■ Items:
━━━━

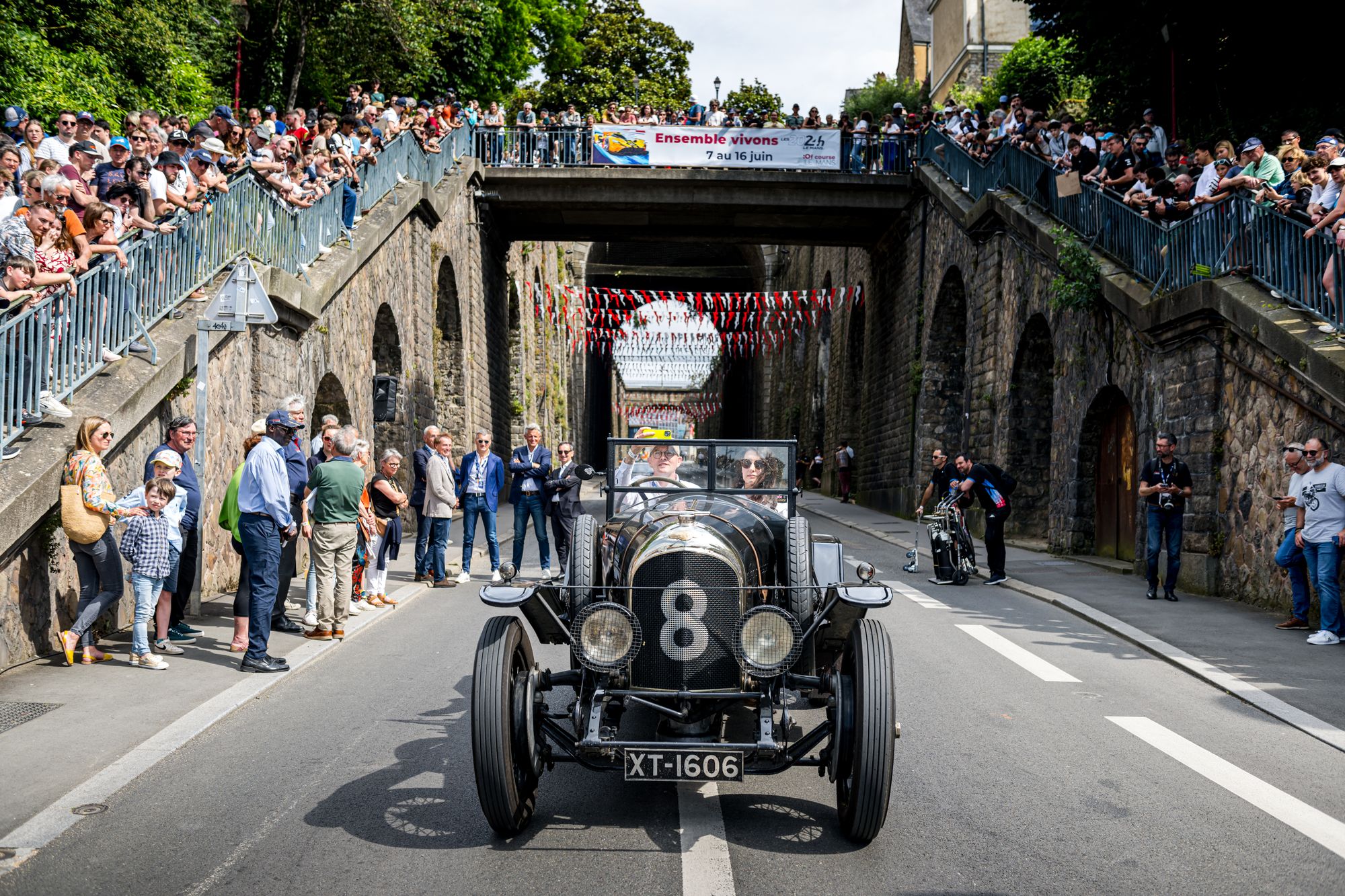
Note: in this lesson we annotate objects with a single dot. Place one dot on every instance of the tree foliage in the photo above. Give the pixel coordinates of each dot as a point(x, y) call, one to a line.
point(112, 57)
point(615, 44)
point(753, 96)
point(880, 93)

━━━━

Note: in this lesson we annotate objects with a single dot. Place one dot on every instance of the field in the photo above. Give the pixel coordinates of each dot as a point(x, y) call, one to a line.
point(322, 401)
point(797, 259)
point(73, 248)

━━━━

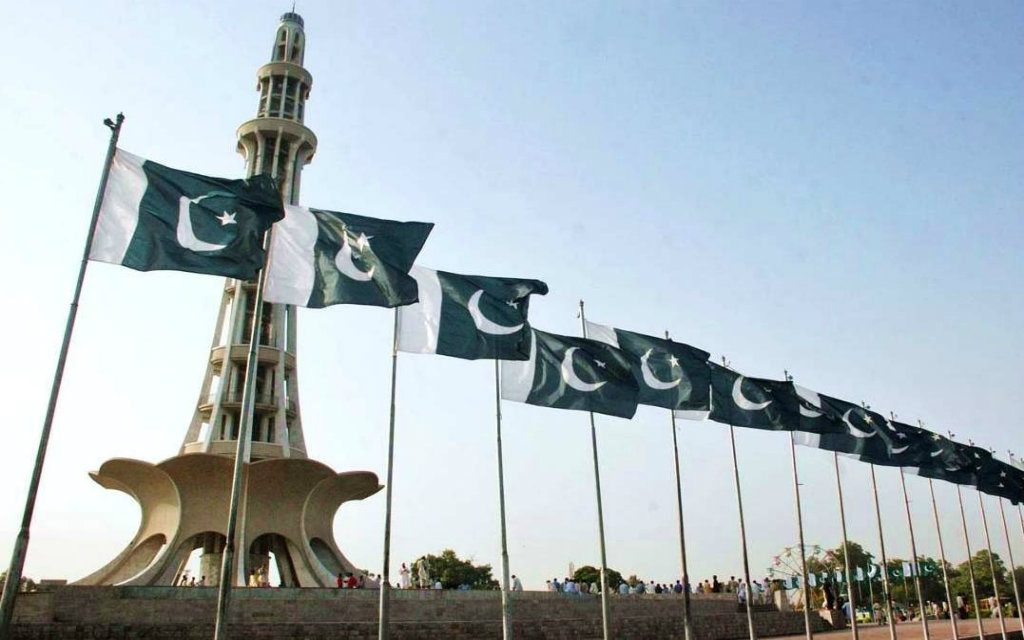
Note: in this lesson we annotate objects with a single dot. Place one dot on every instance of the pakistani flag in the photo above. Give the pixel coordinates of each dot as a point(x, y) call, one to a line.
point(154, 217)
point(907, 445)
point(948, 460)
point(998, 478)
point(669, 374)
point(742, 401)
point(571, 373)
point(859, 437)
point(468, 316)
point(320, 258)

━━━━

■ Set problem: Reproduce only the lines from the one with "of the tree" up to and including the one with "point(880, 93)", swapping "tree foliage" for "leafy canopy" and leaving everything else unchanged.

■ Output:
Note: in this lesson we annotate objects with a single dot. Place one dot on every instance of the leafy canopy in the photo above. Give the pixel coordinates of each dot as a point(x, y) call, one to a line.
point(112, 57)
point(615, 44)
point(753, 96)
point(880, 93)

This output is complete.